DESCRIPTION DE L'EXERCICE: Recopiez sans aucune modification tous les items ci-dessous, du premier au dernier.
....
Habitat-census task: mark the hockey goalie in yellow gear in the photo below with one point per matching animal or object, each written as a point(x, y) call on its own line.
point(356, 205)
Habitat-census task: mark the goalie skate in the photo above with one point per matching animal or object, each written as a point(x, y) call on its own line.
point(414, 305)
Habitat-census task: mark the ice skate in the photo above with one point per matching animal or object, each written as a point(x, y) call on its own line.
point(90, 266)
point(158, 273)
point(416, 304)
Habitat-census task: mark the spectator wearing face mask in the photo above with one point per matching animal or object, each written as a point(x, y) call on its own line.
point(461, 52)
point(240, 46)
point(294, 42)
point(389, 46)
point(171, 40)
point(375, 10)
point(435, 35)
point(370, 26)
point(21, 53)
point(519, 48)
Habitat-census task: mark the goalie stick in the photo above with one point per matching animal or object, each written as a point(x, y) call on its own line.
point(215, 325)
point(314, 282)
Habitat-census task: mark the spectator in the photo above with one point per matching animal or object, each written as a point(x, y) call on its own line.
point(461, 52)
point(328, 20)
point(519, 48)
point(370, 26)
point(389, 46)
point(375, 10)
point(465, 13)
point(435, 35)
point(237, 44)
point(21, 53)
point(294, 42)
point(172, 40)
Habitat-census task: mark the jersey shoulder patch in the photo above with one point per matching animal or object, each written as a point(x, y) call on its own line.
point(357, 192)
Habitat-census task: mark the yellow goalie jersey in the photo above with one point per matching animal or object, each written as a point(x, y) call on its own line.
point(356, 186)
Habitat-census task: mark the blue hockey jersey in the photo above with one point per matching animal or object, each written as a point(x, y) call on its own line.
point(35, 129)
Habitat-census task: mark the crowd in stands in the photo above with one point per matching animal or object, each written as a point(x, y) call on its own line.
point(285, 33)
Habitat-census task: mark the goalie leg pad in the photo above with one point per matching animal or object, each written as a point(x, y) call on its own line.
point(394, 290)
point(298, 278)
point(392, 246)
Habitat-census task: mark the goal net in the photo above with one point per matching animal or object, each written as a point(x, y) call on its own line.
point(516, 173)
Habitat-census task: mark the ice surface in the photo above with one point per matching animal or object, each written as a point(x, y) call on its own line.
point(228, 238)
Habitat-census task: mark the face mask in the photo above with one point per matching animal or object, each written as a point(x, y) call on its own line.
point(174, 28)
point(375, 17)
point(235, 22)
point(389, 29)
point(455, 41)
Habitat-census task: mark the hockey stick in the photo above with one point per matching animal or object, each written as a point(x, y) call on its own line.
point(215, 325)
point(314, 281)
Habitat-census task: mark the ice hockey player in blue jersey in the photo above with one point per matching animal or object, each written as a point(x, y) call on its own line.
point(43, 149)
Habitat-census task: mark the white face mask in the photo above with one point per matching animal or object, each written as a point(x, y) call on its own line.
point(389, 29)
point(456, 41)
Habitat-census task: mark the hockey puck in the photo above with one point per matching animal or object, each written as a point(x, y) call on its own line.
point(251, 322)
....
CORRIGÉ:
Habitat-census task: mark the hockey goalie in yellow gear in the photo below with one point per matching animal or object, each written as a point(x, y) call on its own line.
point(356, 205)
Habitat-census task: mark the goalie skate in the photo above with one point per matching animal or object, each written as a point(x, y) call on its own line.
point(414, 305)
Habitat-census task: mark the ice skate in the photo above with one point per matching animal or object, each written as a point(x, y) call on its own line.
point(90, 266)
point(158, 273)
point(416, 304)
Habitat-census task: mark the spectator wearing face mask in the photo above with one point per matching animal or object, each written as a point(x, y) call on its own line.
point(461, 52)
point(240, 46)
point(294, 42)
point(389, 46)
point(171, 40)
point(375, 10)
point(435, 35)
point(370, 26)
point(21, 53)
point(519, 48)
Habitat-census task: mark the goalie stick in the photo above with one point per matching animal or object, each written as a point(x, y) call on its own line.
point(215, 325)
point(314, 282)
Habitat-census task: mark the spectator in the photo above with one point per matching animal or object, each written as a point(x, y) call on its own line.
point(461, 52)
point(328, 20)
point(519, 48)
point(370, 26)
point(389, 46)
point(375, 10)
point(465, 13)
point(435, 35)
point(237, 44)
point(21, 53)
point(294, 42)
point(172, 40)
Habitat-census task: mark the jersey shoulder patch in the photo above with one point per matching animal or object, each written as a point(x, y) call on its own line.
point(357, 192)
Habitat-census task: mark the yellow goalie jersey in the photo above with one point per matching animal or object, each written as a point(x, y) call on its own line.
point(356, 186)
Habitat-census task: mark the blue hockey jersey in the photo above with one point per matching animal or object, each written as a point(x, y) call on its own line.
point(35, 129)
Habitat-census task: mark the crowd in stands in the photo above with one point per matching animal or object, each written as a point(x, y) call on its own line.
point(285, 33)
Habitat-census task: mark the goalie leg pad in the photo above with one point per matching animal or object, each written as a point(x, y) call on its own line.
point(394, 290)
point(298, 278)
point(392, 246)
Habitat-census task: mark the goal net in the photo above with one point per matching animal or object, each written as a point(x, y) call on its own line.
point(516, 173)
Habitat-census task: mark the ice surface in the photo above with one point per matching animal or object, each written as a point(x, y) call on its own line.
point(228, 238)
Habitat-census task: mark the face mask in the photo above with one point per matching animal or object, each written as a point(x, y) call on its own line.
point(174, 28)
point(375, 17)
point(235, 22)
point(389, 29)
point(455, 41)
Habitat-census task: mark the hockey stick in the photo above with one point per matching animal or object, each written as a point(x, y) call on its own line.
point(215, 325)
point(314, 281)
Habitat-census task: mark the ice hockey player in blue jersey in the photo above with one point per matching animal or object, each written as a point(x, y) call on its own line.
point(43, 149)
Habitat-census task: mark the white face mask in the photo above with one point per matching animal or object, each written as a point(x, y) call on its own line.
point(389, 29)
point(456, 41)
Habitat-census task: mark the hockey puck in the photo above with one point per matching animal or object, each written as a point(x, y) call on its own line.
point(251, 322)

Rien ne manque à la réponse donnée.